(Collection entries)
***

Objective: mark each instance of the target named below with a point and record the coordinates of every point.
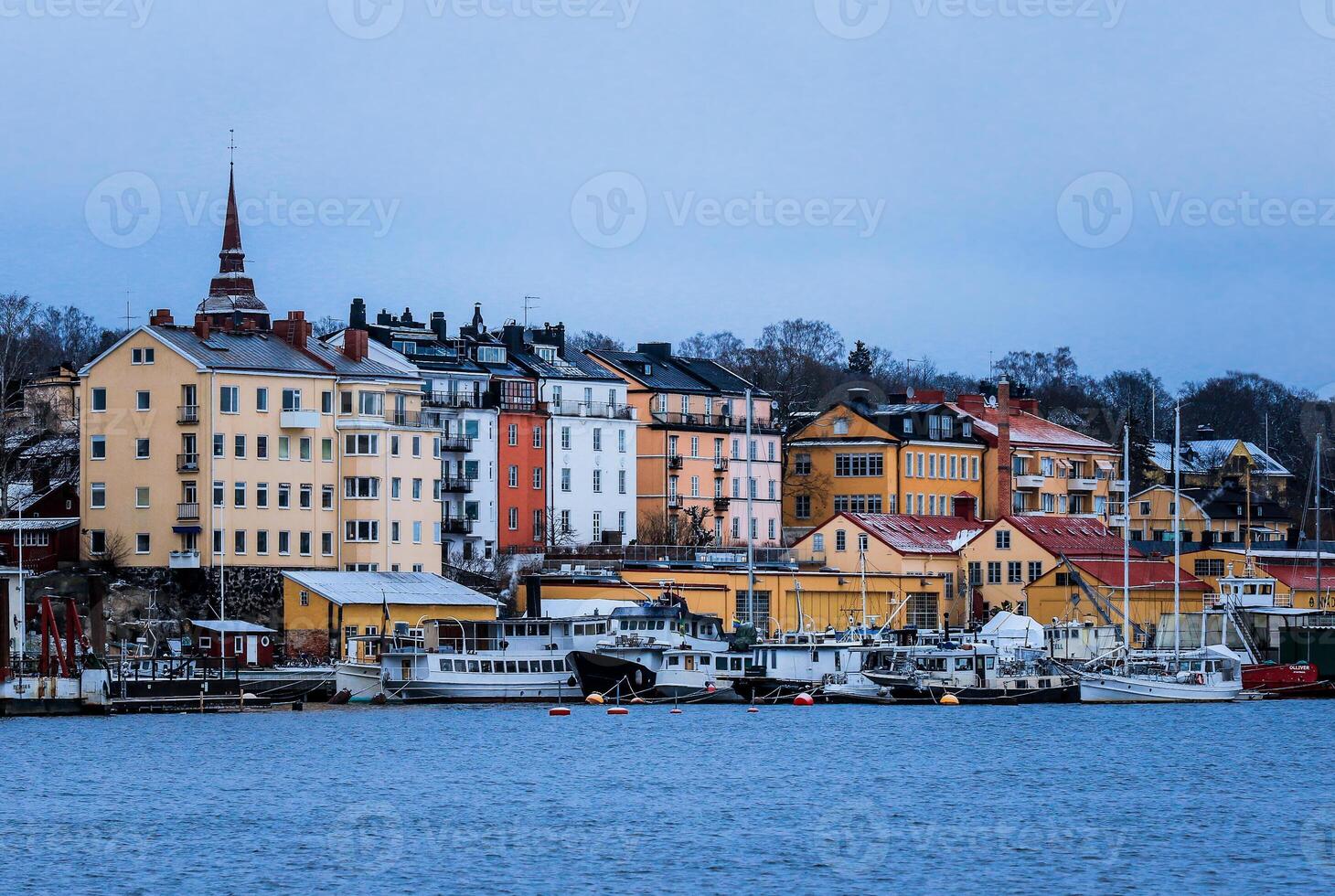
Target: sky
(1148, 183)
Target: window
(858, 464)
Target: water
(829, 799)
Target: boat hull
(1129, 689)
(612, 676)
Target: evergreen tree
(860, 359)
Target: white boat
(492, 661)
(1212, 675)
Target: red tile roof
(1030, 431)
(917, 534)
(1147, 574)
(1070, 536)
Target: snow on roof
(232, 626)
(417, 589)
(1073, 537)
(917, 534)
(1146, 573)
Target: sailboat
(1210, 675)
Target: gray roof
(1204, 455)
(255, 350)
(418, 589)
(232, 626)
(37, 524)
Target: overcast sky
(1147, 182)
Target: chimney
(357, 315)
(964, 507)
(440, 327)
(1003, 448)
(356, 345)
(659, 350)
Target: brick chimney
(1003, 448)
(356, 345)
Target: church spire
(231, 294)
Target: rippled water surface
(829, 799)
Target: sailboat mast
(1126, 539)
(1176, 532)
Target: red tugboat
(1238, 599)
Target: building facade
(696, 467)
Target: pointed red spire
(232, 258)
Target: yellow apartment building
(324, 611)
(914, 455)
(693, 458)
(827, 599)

***

Exercise directions
The records above, copied word for word without the pictures, are what should be output.

Completed exercise
Objective: mark each instance of the target named below with a point and record the coordinates of every point.
Target: sky
(1148, 183)
Target: window
(858, 464)
Target: water
(829, 799)
Target: boat hull
(1129, 689)
(612, 676)
Target: evergreen tree
(860, 359)
Target: white boat
(492, 661)
(1212, 675)
Target: red tile roof
(1030, 431)
(917, 534)
(1147, 574)
(1070, 536)
Target: snow on roof
(232, 626)
(417, 589)
(1073, 537)
(917, 534)
(1146, 573)
Target: sailboat
(1210, 675)
Target: gray roof
(1204, 455)
(255, 350)
(418, 589)
(232, 626)
(37, 524)
Target: overcast sky
(1147, 182)
Target: chimney
(357, 315)
(964, 507)
(440, 327)
(1003, 448)
(356, 345)
(659, 350)
Target: brick chimney
(1003, 448)
(356, 345)
Target: church spire
(231, 294)
Target: rippled water surface
(829, 799)
Target: sailboat mast
(1126, 539)
(1176, 532)
Target: red tugboat
(1238, 599)
Target: building facade
(696, 467)
Target: pointed red spire
(232, 258)
Target: yellow apartment building
(324, 611)
(914, 455)
(693, 458)
(827, 599)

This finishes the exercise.